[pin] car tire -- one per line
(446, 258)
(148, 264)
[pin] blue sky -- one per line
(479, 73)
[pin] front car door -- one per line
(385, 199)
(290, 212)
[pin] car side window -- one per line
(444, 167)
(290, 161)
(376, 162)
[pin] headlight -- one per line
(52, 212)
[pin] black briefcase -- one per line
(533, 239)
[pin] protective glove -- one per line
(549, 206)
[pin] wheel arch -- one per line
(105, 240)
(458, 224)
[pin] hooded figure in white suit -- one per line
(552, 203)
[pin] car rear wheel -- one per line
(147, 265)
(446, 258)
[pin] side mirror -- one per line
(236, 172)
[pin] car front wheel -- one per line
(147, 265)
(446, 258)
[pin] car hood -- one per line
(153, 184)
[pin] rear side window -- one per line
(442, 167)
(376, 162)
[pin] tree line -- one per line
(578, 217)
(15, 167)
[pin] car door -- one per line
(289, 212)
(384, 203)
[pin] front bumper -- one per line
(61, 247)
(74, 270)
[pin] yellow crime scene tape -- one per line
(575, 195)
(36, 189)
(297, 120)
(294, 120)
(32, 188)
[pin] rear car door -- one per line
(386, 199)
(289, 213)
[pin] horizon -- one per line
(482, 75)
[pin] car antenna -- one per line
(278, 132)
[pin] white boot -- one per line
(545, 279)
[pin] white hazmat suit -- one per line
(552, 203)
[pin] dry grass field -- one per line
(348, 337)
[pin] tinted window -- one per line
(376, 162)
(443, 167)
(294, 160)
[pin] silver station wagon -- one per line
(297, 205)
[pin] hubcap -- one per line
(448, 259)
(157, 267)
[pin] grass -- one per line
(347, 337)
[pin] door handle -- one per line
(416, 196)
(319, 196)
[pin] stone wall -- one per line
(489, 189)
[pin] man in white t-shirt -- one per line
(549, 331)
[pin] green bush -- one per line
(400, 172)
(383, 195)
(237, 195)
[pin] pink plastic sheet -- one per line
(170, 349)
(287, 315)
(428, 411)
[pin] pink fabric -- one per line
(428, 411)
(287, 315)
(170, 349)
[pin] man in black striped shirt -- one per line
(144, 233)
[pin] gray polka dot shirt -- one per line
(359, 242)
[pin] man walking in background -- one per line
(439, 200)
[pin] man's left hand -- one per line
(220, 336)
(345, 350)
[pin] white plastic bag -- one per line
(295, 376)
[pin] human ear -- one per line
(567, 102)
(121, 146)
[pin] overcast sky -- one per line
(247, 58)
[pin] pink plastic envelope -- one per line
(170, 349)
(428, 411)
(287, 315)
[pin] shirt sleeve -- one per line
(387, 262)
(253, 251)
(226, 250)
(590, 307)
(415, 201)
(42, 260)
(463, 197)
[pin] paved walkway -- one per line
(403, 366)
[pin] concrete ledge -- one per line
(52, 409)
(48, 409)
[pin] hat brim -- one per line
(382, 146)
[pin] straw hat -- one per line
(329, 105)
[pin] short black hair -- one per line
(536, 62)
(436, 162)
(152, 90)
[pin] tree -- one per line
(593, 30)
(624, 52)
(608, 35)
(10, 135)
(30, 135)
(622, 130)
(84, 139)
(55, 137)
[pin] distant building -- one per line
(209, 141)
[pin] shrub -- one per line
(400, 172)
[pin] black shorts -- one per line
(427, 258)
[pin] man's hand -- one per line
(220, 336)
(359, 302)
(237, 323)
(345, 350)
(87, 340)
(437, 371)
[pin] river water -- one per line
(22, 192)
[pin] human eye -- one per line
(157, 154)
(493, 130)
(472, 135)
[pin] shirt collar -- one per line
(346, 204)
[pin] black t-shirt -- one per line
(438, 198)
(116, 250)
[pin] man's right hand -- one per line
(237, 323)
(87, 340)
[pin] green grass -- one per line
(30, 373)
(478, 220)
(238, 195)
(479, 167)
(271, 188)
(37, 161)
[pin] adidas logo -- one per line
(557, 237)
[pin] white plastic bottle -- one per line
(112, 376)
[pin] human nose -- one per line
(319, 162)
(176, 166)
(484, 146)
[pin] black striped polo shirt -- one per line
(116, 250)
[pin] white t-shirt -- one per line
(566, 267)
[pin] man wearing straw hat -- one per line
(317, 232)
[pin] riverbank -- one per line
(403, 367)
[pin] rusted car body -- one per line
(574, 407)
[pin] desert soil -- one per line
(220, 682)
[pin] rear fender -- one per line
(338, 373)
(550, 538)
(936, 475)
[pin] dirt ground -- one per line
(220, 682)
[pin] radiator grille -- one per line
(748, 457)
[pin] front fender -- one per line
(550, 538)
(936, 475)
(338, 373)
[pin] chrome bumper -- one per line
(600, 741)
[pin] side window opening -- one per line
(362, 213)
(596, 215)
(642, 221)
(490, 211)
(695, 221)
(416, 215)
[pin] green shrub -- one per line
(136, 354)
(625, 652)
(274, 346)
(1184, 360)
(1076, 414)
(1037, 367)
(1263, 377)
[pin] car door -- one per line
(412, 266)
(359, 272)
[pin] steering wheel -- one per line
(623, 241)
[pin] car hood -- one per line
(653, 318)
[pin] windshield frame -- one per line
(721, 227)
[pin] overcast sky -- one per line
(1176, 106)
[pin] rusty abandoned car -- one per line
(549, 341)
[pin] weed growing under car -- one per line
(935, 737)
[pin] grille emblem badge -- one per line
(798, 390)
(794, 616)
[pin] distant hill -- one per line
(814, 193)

|---|

### REQUIRED ACTION
Set down every line of the listing above again, exactly as given.

### ANSWER TO THIS PROBLEM
[pin] car tire -- one per line
(446, 258)
(148, 264)
[pin] blue sky -- one per line
(479, 73)
[pin] front car door -- one per line
(385, 199)
(290, 212)
[pin] car side window -- one per line
(444, 167)
(290, 161)
(376, 162)
[pin] headlight -- one per line
(52, 212)
[pin] black briefcase -- one per line
(533, 239)
[pin] protective glove -- one per line
(549, 206)
[pin] wheel arch -- one per line
(105, 240)
(458, 224)
[pin] hooded figure in white suit -- one per line
(552, 203)
[pin] car rear wheel -- one per line
(147, 265)
(446, 258)
[pin] side mirror -- one per line
(236, 172)
[pin] car front wheel -- one per line
(147, 265)
(446, 258)
[pin] car hood -- one per line
(153, 184)
[pin] rear side window -- one per line
(442, 167)
(376, 162)
[pin] tree line -- one per line
(578, 217)
(15, 167)
[pin] car door -- one per line
(289, 212)
(384, 203)
[pin] front bumper -- one per line
(61, 247)
(74, 270)
[pin] yellow crime scene tape -- one per line
(575, 195)
(36, 189)
(297, 120)
(294, 120)
(32, 188)
[pin] rear car door -- one per line
(386, 199)
(289, 213)
[pin] horizon -- one per line
(482, 75)
[pin] car antenna -- one per line
(278, 132)
[pin] white boot -- one per line
(545, 279)
[pin] white hazmat suit -- one per line
(552, 203)
[pin] dry grass field -- one per line
(348, 337)
[pin] tinted window -- one per line
(376, 162)
(443, 167)
(294, 160)
[pin] silver station wagon -- one per line
(297, 205)
[pin] hubcap -- one per line
(448, 259)
(157, 267)
[pin] grass -- one per line
(347, 337)
[pin] door handle -- one per line
(416, 196)
(319, 196)
[pin] stone wall -- one per line
(489, 189)
[pin] man in white t-shirt -- one per line
(549, 331)
[pin] green bush -- one per line
(400, 172)
(383, 195)
(237, 195)
[pin] pink plastic sheet -- one per line
(170, 349)
(287, 315)
(428, 411)
[pin] pink fabric -- one per line
(428, 411)
(287, 315)
(170, 349)
[pin] man in black striped shirt -- one per line
(144, 233)
[pin] gray polka dot shirt -- one per line
(359, 242)
[pin] man walking in background -- one per line
(439, 200)
[pin] man's left hand -- one per line
(220, 336)
(345, 350)
[pin] white plastic bag -- one per line
(295, 376)
[pin] human ear -- one per line
(567, 102)
(121, 146)
[pin] overcast sky -- one per line
(247, 58)
[pin] pink plastic envelope -- one per line
(170, 349)
(428, 411)
(287, 315)
[pin] shirt sleeve -- one per line
(387, 262)
(253, 251)
(226, 250)
(590, 307)
(415, 201)
(42, 260)
(463, 197)
[pin] paved walkway -- one per line
(403, 366)
[pin] concrete ledge -- one per line
(52, 409)
(48, 409)
[pin] hat brim -- one per line
(382, 146)
[pin] straw hat -- one per line
(329, 105)
[pin] short black hair -- one per line
(536, 62)
(436, 162)
(152, 90)
[pin] tree -- one per line
(593, 30)
(624, 52)
(608, 35)
(10, 135)
(30, 135)
(622, 130)
(84, 139)
(55, 137)
[pin] distant building -- one per line
(209, 141)
[pin] shrub -- one per line
(400, 172)
[pin] black shorts -- one per line
(427, 258)
[pin] man's hand -- one per line
(220, 336)
(359, 302)
(237, 323)
(345, 350)
(87, 340)
(437, 371)
[pin] river water -- one per line
(22, 192)
[pin] human eye -- one per line
(157, 154)
(493, 130)
(472, 135)
[pin] shirt collar -- one per line
(346, 204)
[pin] black t-shirt -- one per line
(438, 198)
(116, 250)
[pin] man's right hand -- one per line
(237, 323)
(87, 340)
[pin] green grass -- one per line
(30, 373)
(478, 220)
(238, 195)
(479, 167)
(271, 188)
(37, 161)
[pin] adidas logo -- one per line
(557, 237)
[pin] white plastic bottle -- one per line
(112, 376)
[pin] human nose -- one per line
(319, 162)
(176, 166)
(484, 146)
[pin] black striped polo shirt -- one per line
(116, 250)
[pin] white t-shirt -- one per line
(566, 267)
[pin] man wearing straw hat -- one per line
(317, 232)
[pin] riverbank -- one per line
(403, 367)
[pin] rusted car body -- one per line
(574, 407)
[pin] desert soil -- one per line
(220, 682)
[pin] rear fender -- one per line
(338, 373)
(550, 538)
(936, 475)
[pin] dirt ground -- one per line
(220, 682)
[pin] radiator grille -- one per line
(748, 457)
[pin] front fender -- one per line
(550, 538)
(936, 475)
(338, 373)
[pin] chrome bumper -- one per line
(600, 741)
[pin] side window opening -- one per line
(362, 213)
(596, 215)
(642, 221)
(490, 211)
(695, 221)
(416, 215)
[pin] green shrub -- one per line
(136, 354)
(625, 652)
(274, 346)
(1184, 360)
(1076, 414)
(1037, 367)
(1263, 377)
[pin] car door -- one per line
(412, 266)
(359, 272)
[pin] steering wheel -- one per line
(623, 241)
[pin] car hood -- one per line
(653, 318)
[pin] windshield frame -- one per line
(721, 227)
[pin] overcast sky -- one per line
(1176, 106)
[pin] rusty abandoned car -- one per line
(549, 341)
[pin] weed growing under car -- one per line
(935, 737)
[pin] grille emblem badge -- one per line
(798, 390)
(794, 616)
[pin] distant hill -- one per line
(814, 193)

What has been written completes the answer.